Each declining income quintile in the U.S. was associated with an increase in mortality. The study tracked populations in their 50s, 60s, 70s, 80s, and 90s in 2002, and measured what percent of each group survived until 2012 by income quintile. For those in their 50s, 60s, or 70s, mortality increased as income decreased, but this pattern did not extend to the 80s and 90s, suggesting that lower income is more predictive of an early death. For example, 68% of those in their 70s in the top quintile in 2002 survived until 2012, whereas only 61% in the middle quintile, and 48% in the bottom quintile.

It also highlighted the impact that Social Security benefits have in diminishing the impact of wealth inequality. When one does not account for the present value of anticipated Social Security benefits, the top wealth quintile on average has a net worth that is 272 times higher than the bottom. However, when accounting for Social Security, this ratio drops to 27 to 1. The wealth ratio from the top quintile to the middle quintile drops from 37 to 1 down to 8 to 1 when Social Security is accounted for. This sharp reduction in inequality is due to the progressive method by which Social Security benefits are calculated.

LISTING:

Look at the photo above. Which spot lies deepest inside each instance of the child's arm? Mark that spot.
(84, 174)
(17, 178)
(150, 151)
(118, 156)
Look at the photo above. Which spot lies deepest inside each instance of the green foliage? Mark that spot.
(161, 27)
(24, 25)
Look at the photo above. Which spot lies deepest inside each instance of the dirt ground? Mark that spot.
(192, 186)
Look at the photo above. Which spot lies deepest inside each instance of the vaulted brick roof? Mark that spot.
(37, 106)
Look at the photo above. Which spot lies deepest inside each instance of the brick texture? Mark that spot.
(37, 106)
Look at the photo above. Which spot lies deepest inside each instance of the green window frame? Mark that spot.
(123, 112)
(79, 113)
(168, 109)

AIM:
Can you extend the passage on income, mortality, and Social Security past its final sentence?

RESPONSE FOR THIS EXERCISE:
Their definition of wealth included the value of defined contribution plans and higher wealth households keep a higher proportion of their wealth in financial assets than households in lower wealth quintiles. Though the authors do not state it, this suggests that access to retirement investments might have a disproportionate impact on this gap.

However, female heads of households do not benefit from Social Security as much on average as couples or male-led households. This is because women have a lower workforce participation rate than men, have lower incomes in general, and are more likely to stop working when they start a family. As a result, they tend to receive less in Social Security payments when they retire than men do. This problem is compounded by the fact that women tend to live longer than men.

They also noted that defined benefit plans also tend to reduce the wealth gap between the top and bottom quintiles if their present value is accounted for, but defined benefit plans are becoming less common.

The value of pensions provided by a national government in reducing wealth inequality holds true in the other countries included in the study also. In Germany, the wealth ratio from the top quintile to the middle quintile drops from 13 to 1 down to 4 to 1 when their public pension scheme is accounted for. The study also praised Germany for having national health insurance that covers long-term care for seniors, a program the country began in 1995, and which diminishes the rate at which seniors lose their wealth as they age.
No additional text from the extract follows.